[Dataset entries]
■ ■ ■ ■ ■

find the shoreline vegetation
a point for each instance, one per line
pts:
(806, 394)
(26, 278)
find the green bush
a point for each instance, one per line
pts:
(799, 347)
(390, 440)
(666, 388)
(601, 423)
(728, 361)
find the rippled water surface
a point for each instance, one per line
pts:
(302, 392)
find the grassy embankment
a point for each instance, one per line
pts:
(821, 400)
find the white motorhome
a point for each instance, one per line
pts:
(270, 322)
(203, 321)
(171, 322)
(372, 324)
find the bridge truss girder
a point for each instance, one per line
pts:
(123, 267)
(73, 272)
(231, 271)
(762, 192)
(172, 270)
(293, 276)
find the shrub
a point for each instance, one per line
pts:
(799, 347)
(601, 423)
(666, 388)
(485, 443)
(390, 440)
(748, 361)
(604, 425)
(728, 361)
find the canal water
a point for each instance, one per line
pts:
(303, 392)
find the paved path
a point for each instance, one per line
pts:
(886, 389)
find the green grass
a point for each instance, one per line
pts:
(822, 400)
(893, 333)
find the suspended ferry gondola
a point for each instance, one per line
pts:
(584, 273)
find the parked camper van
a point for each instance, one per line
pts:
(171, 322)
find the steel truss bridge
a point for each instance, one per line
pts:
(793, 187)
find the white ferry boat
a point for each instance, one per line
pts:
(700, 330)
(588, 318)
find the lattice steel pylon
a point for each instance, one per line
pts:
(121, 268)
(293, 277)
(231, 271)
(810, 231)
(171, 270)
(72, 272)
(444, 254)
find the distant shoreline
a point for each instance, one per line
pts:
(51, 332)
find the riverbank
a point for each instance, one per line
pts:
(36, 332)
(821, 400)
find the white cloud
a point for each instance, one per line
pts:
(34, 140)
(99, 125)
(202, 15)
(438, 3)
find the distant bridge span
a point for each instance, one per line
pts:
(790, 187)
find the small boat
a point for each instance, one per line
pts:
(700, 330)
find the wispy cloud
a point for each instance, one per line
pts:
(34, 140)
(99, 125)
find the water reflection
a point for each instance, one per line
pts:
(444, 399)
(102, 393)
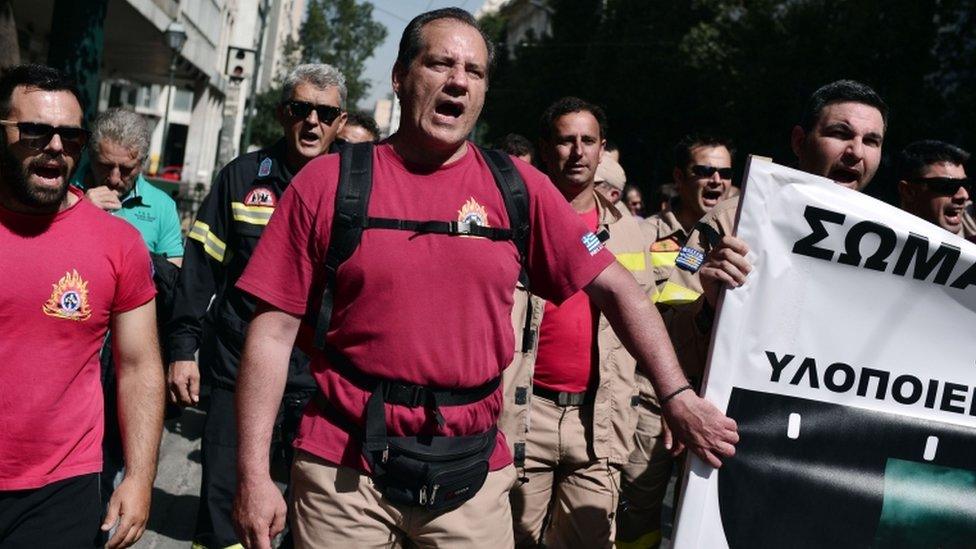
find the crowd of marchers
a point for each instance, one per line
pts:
(429, 343)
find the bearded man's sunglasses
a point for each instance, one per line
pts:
(299, 110)
(946, 186)
(37, 135)
(708, 171)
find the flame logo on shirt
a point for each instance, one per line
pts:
(474, 213)
(69, 299)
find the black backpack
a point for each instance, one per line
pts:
(351, 219)
(433, 472)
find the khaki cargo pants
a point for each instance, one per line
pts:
(335, 506)
(566, 491)
(645, 478)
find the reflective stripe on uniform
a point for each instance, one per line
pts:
(675, 294)
(196, 545)
(633, 261)
(663, 259)
(255, 215)
(214, 246)
(647, 541)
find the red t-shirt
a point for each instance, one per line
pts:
(425, 309)
(63, 277)
(564, 361)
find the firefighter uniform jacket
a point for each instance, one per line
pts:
(223, 237)
(614, 415)
(689, 320)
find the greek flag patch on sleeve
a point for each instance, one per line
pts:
(689, 259)
(592, 243)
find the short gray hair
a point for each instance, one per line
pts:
(319, 75)
(124, 128)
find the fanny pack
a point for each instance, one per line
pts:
(436, 473)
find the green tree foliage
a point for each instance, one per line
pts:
(743, 68)
(341, 33)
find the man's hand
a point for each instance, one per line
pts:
(104, 198)
(259, 511)
(183, 380)
(674, 446)
(725, 263)
(704, 429)
(129, 508)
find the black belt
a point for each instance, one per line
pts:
(562, 398)
(405, 394)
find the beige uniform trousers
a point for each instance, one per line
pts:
(336, 506)
(645, 478)
(566, 490)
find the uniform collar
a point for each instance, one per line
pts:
(608, 212)
(272, 163)
(136, 196)
(670, 226)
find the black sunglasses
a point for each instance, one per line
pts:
(946, 186)
(37, 135)
(300, 110)
(708, 171)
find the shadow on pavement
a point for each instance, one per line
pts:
(173, 516)
(189, 424)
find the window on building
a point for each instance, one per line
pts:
(183, 100)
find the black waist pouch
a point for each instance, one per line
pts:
(433, 472)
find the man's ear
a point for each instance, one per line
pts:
(281, 116)
(797, 138)
(396, 76)
(907, 193)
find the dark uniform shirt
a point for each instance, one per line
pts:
(223, 237)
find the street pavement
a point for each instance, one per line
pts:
(176, 492)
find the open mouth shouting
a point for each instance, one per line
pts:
(449, 110)
(308, 138)
(711, 197)
(847, 177)
(952, 214)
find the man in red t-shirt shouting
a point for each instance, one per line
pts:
(421, 313)
(69, 272)
(576, 429)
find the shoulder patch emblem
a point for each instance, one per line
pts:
(69, 298)
(666, 245)
(592, 243)
(473, 213)
(690, 259)
(261, 196)
(264, 170)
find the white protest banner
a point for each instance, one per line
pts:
(848, 360)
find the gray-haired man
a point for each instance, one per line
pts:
(228, 225)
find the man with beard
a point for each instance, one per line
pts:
(69, 273)
(576, 429)
(932, 183)
(229, 224)
(702, 178)
(839, 137)
(401, 446)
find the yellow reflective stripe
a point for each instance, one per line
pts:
(255, 215)
(663, 259)
(634, 261)
(647, 541)
(675, 294)
(214, 246)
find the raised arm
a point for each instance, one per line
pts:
(696, 422)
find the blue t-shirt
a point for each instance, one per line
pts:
(153, 212)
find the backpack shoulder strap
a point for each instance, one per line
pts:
(348, 221)
(516, 198)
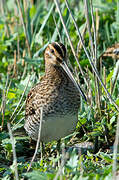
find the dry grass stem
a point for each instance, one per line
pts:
(90, 60)
(116, 143)
(24, 27)
(69, 39)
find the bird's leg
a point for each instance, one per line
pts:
(42, 149)
(58, 151)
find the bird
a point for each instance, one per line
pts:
(58, 94)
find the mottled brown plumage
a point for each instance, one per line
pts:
(59, 97)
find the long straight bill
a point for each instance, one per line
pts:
(67, 70)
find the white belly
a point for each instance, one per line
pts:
(57, 127)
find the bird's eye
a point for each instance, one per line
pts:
(52, 51)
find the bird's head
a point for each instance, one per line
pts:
(56, 55)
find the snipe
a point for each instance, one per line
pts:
(58, 94)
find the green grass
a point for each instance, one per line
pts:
(25, 31)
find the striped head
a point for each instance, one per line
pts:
(55, 54)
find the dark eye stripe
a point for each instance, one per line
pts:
(58, 49)
(60, 60)
(63, 48)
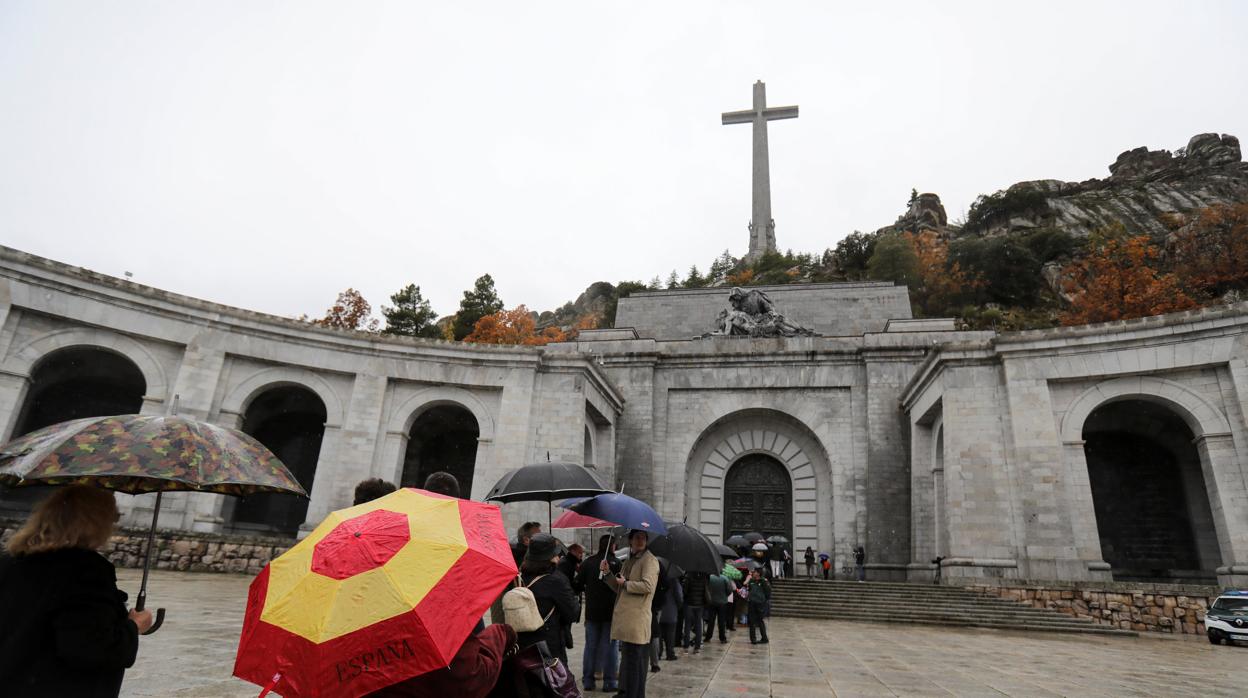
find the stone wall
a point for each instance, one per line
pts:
(186, 551)
(1141, 607)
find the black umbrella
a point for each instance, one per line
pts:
(546, 482)
(689, 548)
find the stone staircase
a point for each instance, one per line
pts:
(929, 604)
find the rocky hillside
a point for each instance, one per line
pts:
(1143, 189)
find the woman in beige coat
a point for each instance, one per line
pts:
(630, 624)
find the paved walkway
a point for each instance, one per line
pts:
(192, 654)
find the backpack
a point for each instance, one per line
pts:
(521, 608)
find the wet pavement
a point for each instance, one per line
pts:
(194, 653)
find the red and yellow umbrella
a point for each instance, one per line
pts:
(377, 593)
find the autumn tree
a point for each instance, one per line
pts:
(1120, 279)
(351, 311)
(478, 302)
(514, 326)
(411, 315)
(1211, 254)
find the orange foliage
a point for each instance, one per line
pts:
(1118, 280)
(1212, 252)
(940, 282)
(350, 311)
(513, 326)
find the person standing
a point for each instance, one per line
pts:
(695, 607)
(65, 626)
(718, 592)
(758, 592)
(634, 586)
(602, 653)
(557, 604)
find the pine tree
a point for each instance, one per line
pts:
(481, 301)
(412, 315)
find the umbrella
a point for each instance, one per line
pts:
(736, 542)
(623, 510)
(376, 594)
(573, 520)
(137, 453)
(688, 547)
(546, 482)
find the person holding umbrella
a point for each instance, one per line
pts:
(634, 586)
(66, 629)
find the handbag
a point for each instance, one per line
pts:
(539, 674)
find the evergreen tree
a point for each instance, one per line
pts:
(481, 301)
(412, 315)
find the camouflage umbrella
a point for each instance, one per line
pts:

■ ■ ■ ■ ■

(Problem details) Keep only the lines from the one containing "find the pine tree" to the end of the entries, and repeat them exactly.

(Output of the task)
find the pine tree
a point for each instance, one per line
pts:
(481, 301)
(412, 315)
find the umbrella
a point for each instance, one per line
pts:
(736, 542)
(623, 510)
(376, 594)
(573, 520)
(137, 453)
(688, 547)
(546, 482)
find the person holding umbrella
a point for each instance, one per line
pts:
(634, 586)
(66, 629)
find the handbag
a point for each instance, one per line
pts:
(539, 674)
find the evergreen tree
a point for each instance, one per line
pts:
(481, 301)
(412, 315)
find the camouflage umbrella
a point for each instance, one per line
pts:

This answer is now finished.